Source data
-- START --
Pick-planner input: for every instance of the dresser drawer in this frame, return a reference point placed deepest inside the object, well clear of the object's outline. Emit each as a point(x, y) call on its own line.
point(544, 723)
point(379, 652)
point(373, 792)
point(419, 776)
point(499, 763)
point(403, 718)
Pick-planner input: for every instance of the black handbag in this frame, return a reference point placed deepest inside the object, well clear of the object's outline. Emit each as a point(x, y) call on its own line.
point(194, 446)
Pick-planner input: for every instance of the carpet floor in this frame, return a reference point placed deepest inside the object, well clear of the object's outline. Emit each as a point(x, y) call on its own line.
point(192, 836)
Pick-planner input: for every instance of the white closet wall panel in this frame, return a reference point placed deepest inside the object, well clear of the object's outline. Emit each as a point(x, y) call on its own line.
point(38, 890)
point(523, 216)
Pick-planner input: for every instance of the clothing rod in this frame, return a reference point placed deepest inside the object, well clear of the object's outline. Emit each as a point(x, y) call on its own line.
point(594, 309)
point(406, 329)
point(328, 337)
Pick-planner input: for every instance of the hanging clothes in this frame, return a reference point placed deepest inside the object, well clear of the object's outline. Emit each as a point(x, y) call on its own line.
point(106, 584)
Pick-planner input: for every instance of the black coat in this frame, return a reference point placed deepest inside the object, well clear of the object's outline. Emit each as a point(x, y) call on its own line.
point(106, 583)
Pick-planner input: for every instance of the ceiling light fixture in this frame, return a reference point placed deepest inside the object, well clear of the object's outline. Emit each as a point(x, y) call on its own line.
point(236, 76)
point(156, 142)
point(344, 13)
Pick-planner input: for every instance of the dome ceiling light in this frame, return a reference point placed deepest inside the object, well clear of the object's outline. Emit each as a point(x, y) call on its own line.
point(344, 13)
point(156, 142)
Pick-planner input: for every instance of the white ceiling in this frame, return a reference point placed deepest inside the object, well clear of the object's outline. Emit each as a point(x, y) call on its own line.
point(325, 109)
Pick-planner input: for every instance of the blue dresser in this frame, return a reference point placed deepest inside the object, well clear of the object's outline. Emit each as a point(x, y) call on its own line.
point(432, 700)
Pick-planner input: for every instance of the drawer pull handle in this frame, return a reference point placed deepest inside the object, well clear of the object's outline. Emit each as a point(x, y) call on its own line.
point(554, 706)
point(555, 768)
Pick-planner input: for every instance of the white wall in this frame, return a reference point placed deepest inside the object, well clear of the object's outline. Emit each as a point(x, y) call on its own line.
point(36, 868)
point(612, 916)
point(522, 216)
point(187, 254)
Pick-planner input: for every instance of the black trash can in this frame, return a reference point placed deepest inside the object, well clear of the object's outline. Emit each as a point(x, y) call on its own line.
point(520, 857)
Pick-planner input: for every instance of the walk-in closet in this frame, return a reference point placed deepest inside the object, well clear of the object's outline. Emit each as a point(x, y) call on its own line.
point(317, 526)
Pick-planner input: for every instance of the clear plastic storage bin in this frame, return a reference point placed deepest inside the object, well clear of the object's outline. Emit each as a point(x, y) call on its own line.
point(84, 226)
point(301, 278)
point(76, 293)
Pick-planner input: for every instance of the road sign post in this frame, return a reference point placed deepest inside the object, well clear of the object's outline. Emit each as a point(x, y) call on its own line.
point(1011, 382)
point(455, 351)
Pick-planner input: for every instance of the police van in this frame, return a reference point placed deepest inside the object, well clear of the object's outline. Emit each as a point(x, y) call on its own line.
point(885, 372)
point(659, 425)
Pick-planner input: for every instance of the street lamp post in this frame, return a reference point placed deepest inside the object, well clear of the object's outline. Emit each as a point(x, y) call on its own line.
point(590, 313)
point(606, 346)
-- END --
* [Required work]
Reproduce all of the rows above verbatim, line for line.

* [Response to the exercise]
Pick-planner input: for every instance of the dresser drawer in this frame, return a reference point placed deepest inside the object, well clear of the object's outline. Emit each as a point(x, y) call on its own line.
point(544, 723)
point(379, 652)
point(373, 792)
point(419, 776)
point(499, 763)
point(403, 718)
Pick-planner input: for every instance of the black handbag in this frame, return a reference point placed deepest inside the object, well clear of the object's outline. Emit each as a point(x, y) call on its own line.
point(194, 446)
Pick-planner input: for every instance of the carpet floor in this frame, return a reference point placed deepest inside the object, well clear of the object's outline. Emit each as a point(x, y) call on its own line.
point(192, 836)
Pick-planner input: for every instance of the white closet wall panel in this frame, return a reference point placed deepest inside the object, well clear of the object's outline. Emit each as a point(x, y) call on its own line.
point(38, 890)
point(523, 216)
Pick-planner input: for every instance of the clothing rod in this frame, return a reference point placed deepest inside the object, well clear of the object's outline. Emit each as a point(x, y) call on its own line.
point(594, 309)
point(406, 329)
point(328, 337)
Pick-planner input: for every instance of the hanging clothes in this frame, return a reference point placed deepest inside the object, well clear of the object's outline. Emit each as a point(x, y) call on its own line.
point(106, 584)
Pick-planner input: for every instance of the black coat in this frame, return a reference point placed deepest inside the object, well clear of the object's outline. Emit each as a point(x, y) call on its own line.
point(106, 583)
Pick-planner input: for every instance of the ceiling light fixture in this frame, return a reference point placed deepest inside the object, well clear of the object's outline. Emit each as a point(x, y) call on its own line.
point(236, 76)
point(156, 142)
point(344, 13)
Pick-planner input: for every instance of the dome ceiling light in this frame, return a reference point placed deepest inside the object, well clear of the object's outline. Emit each as a point(x, y) call on its own line.
point(344, 13)
point(156, 142)
Pick-planner input: for every instance of the white ceiling in this frame, return a reference point placed deepest inside the object, well clear of the object's outline. Emit each as a point(x, y) call on its own line.
point(325, 109)
Pick-planner input: for every instance of the blue dresser in this frame, return a reference point placed deepest inside the object, well clear of the object's outline. Emit each as a point(x, y) call on its own line.
point(432, 700)
Pick-planner input: for every instance of the drawer pull handle in this frame, return a reference point placed deepest inside the object, well clear of the object's outline. Emit each as a point(x, y) call on its own line.
point(554, 706)
point(555, 768)
Pick-planner input: for every instance of the white wall in this frame, return a reference point placed deepest inside the object, well clear of the object's outline. Emit each as a point(x, y) call on its own line.
point(36, 868)
point(612, 916)
point(522, 216)
point(187, 254)
Pick-planner input: for every instance of the black trash can in this frame, return a reference point placed deepest inside the object, well clear of the object's outline. Emit each as a point(x, y) call on its own line.
point(520, 857)
Pick-planner input: for every instance of the walk-in closet in this frame, return a reference point placed deepest inside the object, well clear of the object's outline. Emit each as a point(x, y) call on its own line.
point(317, 526)
Pick-planner input: for every instance of the clear plastic storage bin in this frame, return a reference point placed deepest inside the object, well clear of the object's outline. Emit each as a point(x, y) call on its own line.
point(84, 226)
point(301, 278)
point(76, 293)
Pick-planner input: for every instance of the road sign post in this frame, return a reference point placed deepest inside the object, well clear of the object's outline. Emit each as a point(x, y) call on its own line.
point(1011, 382)
point(455, 351)
Pick-planner input: for every instance of the police van in this frame, return a reference point placed deepest inside the object, well clear of the object's outline. Emit each as a point(x, y) call on its own line.
point(885, 372)
point(659, 425)
Pick-planner input: for every instance of the street lamp post in this frame, return a reference point placed deepest inside the object, well clear of the object's outline. Emit each as a point(x, y) call on its own line.
point(590, 313)
point(606, 346)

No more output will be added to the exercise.